** THE DATA follows **
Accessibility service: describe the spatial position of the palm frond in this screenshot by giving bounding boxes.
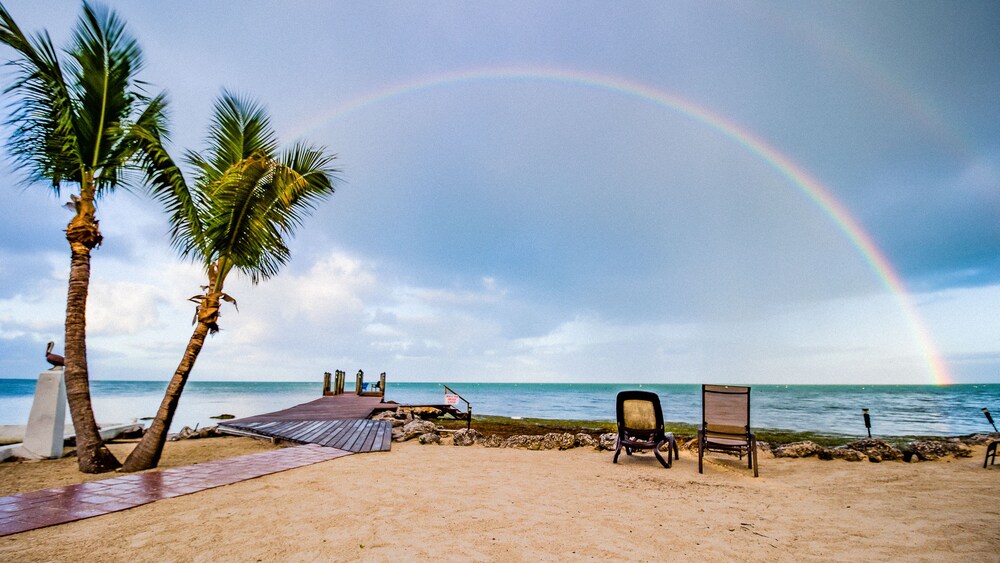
[183,92,341,285]
[69,2,144,192]
[0,4,80,191]
[196,91,277,184]
[124,92,203,257]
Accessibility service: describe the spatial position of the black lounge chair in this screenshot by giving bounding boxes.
[613,390,678,468]
[698,384,758,477]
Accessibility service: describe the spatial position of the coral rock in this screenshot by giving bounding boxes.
[452,428,481,446]
[846,439,903,462]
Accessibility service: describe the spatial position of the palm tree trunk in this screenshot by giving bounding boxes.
[122,292,219,472]
[63,185,121,473]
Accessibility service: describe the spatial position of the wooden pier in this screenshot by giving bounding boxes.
[219,394,392,453]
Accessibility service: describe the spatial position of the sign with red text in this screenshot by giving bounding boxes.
[444,393,459,405]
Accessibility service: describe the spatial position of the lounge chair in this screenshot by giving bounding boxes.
[698,384,758,477]
[985,440,998,468]
[613,390,678,468]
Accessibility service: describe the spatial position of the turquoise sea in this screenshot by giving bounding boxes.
[1,379,997,438]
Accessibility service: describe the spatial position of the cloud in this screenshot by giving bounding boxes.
[860,152,1000,290]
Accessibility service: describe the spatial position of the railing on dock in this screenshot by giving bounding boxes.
[444,385,472,430]
[323,370,385,398]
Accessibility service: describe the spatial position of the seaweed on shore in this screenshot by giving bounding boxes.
[435,414,963,447]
** End of THE DATA **
◆ **WORK ORDER**: Transcribe exactly the lines from the one containing "dock in this screenshot by giving bounding boxes." through the end of the records, both included, and nothing else.

◆ **EXERCISE RESPONSE**:
Accessibility service: describe the spatial position of the railing on dock in this screenshot by giving bounding boxes.
[444,385,472,430]
[323,370,385,398]
Accessibility service: describe the spatial position of the seaweed on shore in this screenshot by giving bounding boxes.
[435,414,963,447]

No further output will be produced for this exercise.